··· Extrahierte Einträge
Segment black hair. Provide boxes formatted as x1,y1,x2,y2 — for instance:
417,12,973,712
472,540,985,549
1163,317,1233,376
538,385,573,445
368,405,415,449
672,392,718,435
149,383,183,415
······
== Aufgabenziel ==
Ersetzen Sie im gesamten Material „black hair“ durch „dark hair“ und geben Sie alle Zeilen sonst unverändert wieder.

== Schriftliche Lösung ==
Segment dark hair. Provide boxes formatted as x1,y1,x2,y2 — for instance:
417,12,973,712
472,540,985,549
1163,317,1233,376
538,385,573,445
368,405,415,449
672,392,718,435
149,383,183,415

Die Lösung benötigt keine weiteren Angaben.